● **Task description**: Every line of the records that holds the word "police" should be copied out.

☆ ☆ ☆ ☆ ☆ ☆ ☆

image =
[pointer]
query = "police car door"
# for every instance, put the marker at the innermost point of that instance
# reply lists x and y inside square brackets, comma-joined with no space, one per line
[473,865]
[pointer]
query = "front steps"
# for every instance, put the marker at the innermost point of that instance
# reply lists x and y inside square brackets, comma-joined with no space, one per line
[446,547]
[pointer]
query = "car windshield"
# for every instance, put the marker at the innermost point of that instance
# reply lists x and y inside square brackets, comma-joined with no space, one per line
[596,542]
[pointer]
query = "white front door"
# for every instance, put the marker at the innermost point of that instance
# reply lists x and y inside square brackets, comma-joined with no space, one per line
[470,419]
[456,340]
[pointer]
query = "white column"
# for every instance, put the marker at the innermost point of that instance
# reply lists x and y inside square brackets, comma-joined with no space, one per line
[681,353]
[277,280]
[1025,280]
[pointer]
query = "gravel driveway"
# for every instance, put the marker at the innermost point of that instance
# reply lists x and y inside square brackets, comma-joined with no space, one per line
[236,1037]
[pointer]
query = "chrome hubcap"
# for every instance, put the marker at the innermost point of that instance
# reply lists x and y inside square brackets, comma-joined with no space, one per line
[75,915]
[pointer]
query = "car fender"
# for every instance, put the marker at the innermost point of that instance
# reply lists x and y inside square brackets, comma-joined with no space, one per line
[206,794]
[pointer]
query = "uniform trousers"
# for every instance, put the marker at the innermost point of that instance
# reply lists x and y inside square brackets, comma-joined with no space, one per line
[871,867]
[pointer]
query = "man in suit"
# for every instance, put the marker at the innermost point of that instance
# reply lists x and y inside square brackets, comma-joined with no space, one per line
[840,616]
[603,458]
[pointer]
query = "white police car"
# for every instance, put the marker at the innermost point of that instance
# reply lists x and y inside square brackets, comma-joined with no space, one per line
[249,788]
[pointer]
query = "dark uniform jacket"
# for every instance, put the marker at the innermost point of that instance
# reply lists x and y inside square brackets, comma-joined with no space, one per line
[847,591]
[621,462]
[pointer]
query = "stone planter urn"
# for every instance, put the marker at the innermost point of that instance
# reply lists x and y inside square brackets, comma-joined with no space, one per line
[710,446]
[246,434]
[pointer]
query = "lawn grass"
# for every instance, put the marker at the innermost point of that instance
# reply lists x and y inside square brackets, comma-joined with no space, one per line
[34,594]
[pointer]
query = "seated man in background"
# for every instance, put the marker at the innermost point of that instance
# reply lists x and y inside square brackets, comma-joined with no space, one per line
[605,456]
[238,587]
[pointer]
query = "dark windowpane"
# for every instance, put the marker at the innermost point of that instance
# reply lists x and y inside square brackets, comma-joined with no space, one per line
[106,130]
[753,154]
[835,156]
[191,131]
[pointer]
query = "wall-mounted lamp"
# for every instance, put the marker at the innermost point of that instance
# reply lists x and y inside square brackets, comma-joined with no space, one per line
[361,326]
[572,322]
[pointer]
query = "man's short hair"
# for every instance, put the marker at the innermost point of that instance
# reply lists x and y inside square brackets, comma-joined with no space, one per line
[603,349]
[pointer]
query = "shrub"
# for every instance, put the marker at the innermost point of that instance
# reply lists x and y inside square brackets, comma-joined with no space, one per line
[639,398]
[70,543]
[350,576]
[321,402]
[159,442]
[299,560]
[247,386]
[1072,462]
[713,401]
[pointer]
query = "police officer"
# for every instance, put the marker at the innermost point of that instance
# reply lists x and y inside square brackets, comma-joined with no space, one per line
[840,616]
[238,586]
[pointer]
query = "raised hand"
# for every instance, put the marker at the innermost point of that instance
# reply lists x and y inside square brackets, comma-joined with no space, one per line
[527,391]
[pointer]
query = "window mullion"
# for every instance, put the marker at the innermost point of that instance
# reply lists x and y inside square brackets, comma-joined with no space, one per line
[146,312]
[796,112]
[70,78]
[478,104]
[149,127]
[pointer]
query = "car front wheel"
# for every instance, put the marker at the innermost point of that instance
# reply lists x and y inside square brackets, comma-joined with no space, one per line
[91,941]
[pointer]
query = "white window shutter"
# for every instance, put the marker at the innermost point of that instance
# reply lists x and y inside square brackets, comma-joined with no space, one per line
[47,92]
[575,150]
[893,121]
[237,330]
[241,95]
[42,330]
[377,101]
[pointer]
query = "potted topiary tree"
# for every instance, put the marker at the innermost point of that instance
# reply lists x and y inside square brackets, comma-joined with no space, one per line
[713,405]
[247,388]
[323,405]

☆ ☆ ☆ ☆ ☆ ☆ ☆

● **Completed exercise**:
query = "police car door"
query = "white police car"
query = "police officer"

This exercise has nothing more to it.